>>>>>
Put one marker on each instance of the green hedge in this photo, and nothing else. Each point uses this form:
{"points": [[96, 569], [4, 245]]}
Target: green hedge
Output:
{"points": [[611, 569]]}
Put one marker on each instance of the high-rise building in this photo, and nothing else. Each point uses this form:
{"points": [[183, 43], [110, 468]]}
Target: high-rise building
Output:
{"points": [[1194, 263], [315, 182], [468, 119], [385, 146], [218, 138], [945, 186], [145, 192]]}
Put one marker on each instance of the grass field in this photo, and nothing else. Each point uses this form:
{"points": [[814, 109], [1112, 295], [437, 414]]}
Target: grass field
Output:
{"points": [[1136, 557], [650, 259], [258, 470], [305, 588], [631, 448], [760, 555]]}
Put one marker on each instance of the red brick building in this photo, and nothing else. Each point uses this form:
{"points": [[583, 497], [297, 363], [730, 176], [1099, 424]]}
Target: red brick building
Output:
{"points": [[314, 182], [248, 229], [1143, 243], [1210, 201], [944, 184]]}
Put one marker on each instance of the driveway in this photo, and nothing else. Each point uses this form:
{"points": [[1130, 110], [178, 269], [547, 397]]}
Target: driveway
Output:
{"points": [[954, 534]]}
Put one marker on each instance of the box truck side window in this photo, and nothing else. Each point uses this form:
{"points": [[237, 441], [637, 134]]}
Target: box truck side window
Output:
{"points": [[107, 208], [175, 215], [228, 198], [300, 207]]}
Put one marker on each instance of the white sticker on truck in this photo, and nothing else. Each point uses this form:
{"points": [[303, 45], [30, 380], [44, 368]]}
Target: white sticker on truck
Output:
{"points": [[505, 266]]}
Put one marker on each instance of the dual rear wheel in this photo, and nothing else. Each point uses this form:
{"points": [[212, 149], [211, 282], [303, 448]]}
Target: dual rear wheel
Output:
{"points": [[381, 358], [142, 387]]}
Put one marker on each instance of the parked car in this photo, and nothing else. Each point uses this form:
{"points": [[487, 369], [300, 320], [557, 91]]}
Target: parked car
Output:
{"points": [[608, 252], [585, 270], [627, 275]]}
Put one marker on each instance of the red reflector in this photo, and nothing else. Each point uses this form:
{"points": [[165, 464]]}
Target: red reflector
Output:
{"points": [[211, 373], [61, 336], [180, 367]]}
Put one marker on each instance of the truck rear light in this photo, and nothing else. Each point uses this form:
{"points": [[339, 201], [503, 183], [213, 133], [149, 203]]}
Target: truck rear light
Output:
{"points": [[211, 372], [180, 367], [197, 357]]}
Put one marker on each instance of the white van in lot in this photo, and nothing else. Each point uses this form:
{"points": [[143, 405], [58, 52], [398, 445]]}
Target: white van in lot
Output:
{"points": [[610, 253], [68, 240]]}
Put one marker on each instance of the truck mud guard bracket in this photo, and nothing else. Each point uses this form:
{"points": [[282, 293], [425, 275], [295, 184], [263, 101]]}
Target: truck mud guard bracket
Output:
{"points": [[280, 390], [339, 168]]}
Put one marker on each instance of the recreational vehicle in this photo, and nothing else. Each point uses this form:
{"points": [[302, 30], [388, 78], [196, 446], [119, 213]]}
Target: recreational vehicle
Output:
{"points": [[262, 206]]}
<<<<<
» **WHAT NEEDS TO BE DONE**: Reproduce the listing shown above in its entirety, exactly.

» **RESULT**:
Put one marker on each instance of the green hedge in this photo, and nothing else. Each point uses this form:
{"points": [[96, 569], [4, 245]]}
Target: green hedge
Output:
{"points": [[611, 569]]}
Put one marker on each instance of the high-rise building in this photo, and nothing else. Each point uses this form:
{"points": [[183, 43], [110, 468]]}
Target: high-rise building
Output:
{"points": [[1194, 263], [315, 182], [468, 119], [385, 146], [218, 138], [945, 186], [145, 192]]}
Put one marker on each instance of the grass field in this photo, and nothing else. Each point uses this form:
{"points": [[814, 109], [1112, 295], [437, 414]]}
Target: grass field
Output:
{"points": [[1136, 557], [650, 259], [258, 470], [305, 588], [631, 448], [760, 555]]}
Put one marker on each instance of the red brick building in this photo, and nothing else. Each point uses this form:
{"points": [[583, 497], [297, 363], [730, 176], [1099, 424]]}
Target: red brick building
Output:
{"points": [[314, 182], [248, 229], [1143, 243], [1210, 201], [944, 184]]}
Put one marker on each instance of the driveway in this photo, and nothing else. Each point uses this form:
{"points": [[1130, 110], [178, 269], [547, 397]]}
Target: driveway
Output:
{"points": [[954, 534]]}
Put one marker on each instance of the box truck side window in this photo, and nothing else. Each point uses this form:
{"points": [[237, 441], [637, 134]]}
Target: box truck side window
Output:
{"points": [[107, 208], [175, 215], [228, 198], [300, 207]]}
Put one marker on each instance of the white sticker on truck in this photo, and nothing else. Each point uses this form:
{"points": [[303, 45], [30, 380], [44, 368]]}
Target: white sticker on truck
Output:
{"points": [[505, 266]]}
Put one marker on each instance of the dual rear wheel in this photo, and nothing else. Each point uses this form:
{"points": [[212, 149], [211, 282], [303, 448]]}
Target: dual rear wheel
Output:
{"points": [[381, 358], [142, 387]]}
Put one marker on each instance of the parked car in this photo, and nothing else. Each point uses this form:
{"points": [[487, 369], [300, 320], [557, 91]]}
Target: parked car
Output:
{"points": [[608, 252], [585, 270], [627, 275]]}
Put one marker on each instance of the red reflector in this photo, and nothing else. Each point uses this form:
{"points": [[165, 464]]}
Target: red reflector
Output:
{"points": [[211, 373], [61, 336], [180, 367]]}
Put one marker on each instance of the truck rear light in this photo, and nothing else. Each point uses this form:
{"points": [[339, 201], [503, 183], [213, 133], [149, 203]]}
Target: truck rear light
Output:
{"points": [[211, 372], [180, 367], [197, 357]]}
Put one marker on each instance of the white van in lot in this photo, and nothing else. Each point uses this form:
{"points": [[143, 405], [58, 52], [398, 445]]}
Target: white van in lot
Output:
{"points": [[610, 253], [68, 240]]}
Put one marker on each instance of the truck mud guard bracket in this photo, and nothing else. Each point uses this form:
{"points": [[282, 293], [425, 275], [295, 184], [263, 101]]}
Target: truck mud guard bracket
Output:
{"points": [[280, 390], [339, 168]]}
Put one marker on each instance of the recreational vehicle in this photo, and nothing else. Each point uses this form:
{"points": [[302, 30], [388, 78], [196, 446], [119, 213]]}
Target: recreational vehicle
Output:
{"points": [[262, 206]]}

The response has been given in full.